## ABOUT THIS TASK:
Below are the records; count the lines that include the string "suspenders" and give only that number.

** Opening DATA IN THIS EXERCISE block **

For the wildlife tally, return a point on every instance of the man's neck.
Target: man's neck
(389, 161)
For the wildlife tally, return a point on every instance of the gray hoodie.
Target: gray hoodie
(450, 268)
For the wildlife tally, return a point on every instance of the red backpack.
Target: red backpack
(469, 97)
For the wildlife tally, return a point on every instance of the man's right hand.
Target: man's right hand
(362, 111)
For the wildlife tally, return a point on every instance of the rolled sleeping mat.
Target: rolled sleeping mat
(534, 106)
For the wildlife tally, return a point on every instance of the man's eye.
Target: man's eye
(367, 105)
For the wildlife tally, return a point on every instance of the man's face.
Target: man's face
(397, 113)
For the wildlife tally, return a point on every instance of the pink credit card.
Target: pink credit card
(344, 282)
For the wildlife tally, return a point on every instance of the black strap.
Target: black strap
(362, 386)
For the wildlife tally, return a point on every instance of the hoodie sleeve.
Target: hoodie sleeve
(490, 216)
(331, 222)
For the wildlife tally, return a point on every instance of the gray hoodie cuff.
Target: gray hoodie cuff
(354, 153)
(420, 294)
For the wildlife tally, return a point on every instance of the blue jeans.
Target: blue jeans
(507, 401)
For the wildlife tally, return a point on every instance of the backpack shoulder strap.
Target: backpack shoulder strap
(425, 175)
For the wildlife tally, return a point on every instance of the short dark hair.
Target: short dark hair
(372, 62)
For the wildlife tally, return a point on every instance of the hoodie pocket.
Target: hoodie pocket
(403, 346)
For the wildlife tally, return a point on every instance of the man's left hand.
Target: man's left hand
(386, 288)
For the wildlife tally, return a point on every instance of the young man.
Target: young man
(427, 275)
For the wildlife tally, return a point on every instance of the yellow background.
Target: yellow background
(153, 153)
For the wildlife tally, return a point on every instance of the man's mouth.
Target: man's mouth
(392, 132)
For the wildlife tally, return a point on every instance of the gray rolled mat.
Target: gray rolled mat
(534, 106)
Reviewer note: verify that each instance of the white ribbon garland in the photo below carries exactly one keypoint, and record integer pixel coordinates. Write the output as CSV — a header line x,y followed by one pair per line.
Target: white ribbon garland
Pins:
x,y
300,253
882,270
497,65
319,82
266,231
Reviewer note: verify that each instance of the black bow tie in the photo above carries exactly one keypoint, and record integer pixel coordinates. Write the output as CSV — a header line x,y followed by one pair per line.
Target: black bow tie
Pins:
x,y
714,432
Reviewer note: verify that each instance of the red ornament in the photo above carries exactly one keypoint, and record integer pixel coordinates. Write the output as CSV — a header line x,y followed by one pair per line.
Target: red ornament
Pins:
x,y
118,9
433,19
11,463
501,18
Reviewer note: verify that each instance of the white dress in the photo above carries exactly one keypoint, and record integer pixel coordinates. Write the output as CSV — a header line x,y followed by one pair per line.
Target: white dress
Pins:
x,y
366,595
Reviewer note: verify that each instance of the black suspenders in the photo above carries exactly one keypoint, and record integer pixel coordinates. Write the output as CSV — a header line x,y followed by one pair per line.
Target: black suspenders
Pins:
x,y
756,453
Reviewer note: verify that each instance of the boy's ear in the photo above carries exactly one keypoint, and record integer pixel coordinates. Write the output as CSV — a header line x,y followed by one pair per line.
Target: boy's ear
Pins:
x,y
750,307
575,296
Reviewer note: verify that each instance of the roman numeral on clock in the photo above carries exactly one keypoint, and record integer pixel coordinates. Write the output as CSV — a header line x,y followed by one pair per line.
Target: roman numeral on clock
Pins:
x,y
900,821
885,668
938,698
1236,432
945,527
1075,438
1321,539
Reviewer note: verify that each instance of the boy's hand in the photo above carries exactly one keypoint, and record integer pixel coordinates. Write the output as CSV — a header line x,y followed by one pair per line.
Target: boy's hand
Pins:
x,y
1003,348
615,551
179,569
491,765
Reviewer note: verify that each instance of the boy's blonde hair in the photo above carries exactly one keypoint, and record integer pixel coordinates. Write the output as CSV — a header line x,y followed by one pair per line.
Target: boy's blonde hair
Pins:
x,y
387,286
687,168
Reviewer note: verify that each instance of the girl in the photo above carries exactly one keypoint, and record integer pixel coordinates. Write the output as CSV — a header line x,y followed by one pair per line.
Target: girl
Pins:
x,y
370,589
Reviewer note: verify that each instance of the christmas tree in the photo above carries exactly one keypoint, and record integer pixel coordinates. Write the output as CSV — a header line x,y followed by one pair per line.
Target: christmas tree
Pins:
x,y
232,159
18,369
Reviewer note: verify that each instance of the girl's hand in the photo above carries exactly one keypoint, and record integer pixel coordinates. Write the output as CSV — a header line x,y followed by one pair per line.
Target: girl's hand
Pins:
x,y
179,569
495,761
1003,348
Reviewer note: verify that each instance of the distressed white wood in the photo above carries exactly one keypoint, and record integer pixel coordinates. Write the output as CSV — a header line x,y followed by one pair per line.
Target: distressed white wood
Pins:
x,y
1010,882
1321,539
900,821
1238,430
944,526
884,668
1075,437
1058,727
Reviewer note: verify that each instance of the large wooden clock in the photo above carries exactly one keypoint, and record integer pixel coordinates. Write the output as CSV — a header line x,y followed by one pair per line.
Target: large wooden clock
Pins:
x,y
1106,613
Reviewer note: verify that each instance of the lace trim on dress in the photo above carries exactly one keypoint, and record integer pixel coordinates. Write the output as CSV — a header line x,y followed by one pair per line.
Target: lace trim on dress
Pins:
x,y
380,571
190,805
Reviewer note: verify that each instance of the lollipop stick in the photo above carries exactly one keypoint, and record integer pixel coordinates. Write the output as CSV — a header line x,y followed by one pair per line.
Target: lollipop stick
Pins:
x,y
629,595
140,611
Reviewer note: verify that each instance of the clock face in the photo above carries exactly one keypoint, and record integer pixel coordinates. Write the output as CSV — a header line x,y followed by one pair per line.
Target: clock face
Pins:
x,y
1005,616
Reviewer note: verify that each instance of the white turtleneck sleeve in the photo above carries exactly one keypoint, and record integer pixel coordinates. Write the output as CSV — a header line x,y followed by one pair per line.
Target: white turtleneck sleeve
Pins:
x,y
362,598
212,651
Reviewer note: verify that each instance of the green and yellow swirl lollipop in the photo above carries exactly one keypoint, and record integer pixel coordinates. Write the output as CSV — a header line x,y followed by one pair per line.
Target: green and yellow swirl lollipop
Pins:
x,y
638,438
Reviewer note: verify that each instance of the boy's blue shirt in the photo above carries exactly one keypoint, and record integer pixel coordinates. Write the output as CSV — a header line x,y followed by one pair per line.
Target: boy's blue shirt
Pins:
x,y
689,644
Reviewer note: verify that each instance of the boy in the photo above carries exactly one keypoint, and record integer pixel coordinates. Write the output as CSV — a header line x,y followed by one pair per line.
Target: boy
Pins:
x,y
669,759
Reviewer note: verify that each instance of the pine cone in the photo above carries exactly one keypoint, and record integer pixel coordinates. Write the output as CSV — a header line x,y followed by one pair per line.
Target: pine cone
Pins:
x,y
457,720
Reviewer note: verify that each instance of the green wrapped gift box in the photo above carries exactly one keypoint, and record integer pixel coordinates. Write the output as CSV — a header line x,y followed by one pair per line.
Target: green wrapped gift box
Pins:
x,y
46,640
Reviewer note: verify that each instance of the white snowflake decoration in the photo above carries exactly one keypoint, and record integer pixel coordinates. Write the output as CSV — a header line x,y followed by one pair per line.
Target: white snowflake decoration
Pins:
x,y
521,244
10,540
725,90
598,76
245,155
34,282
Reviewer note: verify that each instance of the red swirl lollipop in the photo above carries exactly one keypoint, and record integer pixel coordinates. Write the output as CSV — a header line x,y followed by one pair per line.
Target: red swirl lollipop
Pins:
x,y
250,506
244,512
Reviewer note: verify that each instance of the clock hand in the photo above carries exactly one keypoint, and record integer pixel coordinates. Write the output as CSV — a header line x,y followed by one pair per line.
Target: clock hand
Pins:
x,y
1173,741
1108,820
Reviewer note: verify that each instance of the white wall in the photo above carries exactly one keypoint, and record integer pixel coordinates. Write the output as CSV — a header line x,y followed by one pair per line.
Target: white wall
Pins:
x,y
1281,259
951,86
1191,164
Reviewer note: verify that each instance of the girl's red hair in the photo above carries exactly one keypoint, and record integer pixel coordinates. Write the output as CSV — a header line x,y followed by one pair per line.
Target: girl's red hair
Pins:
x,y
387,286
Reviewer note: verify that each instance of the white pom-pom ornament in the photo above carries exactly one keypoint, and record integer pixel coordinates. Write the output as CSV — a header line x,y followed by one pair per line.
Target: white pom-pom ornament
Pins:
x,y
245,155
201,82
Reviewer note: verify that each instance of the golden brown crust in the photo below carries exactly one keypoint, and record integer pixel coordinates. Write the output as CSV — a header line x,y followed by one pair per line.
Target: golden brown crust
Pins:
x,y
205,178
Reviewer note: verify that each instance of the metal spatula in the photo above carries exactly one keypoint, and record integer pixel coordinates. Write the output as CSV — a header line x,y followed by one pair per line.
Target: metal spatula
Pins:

** Closing DATA IN THIS EXERCISE block **

## FINISHED EXERCISE:
2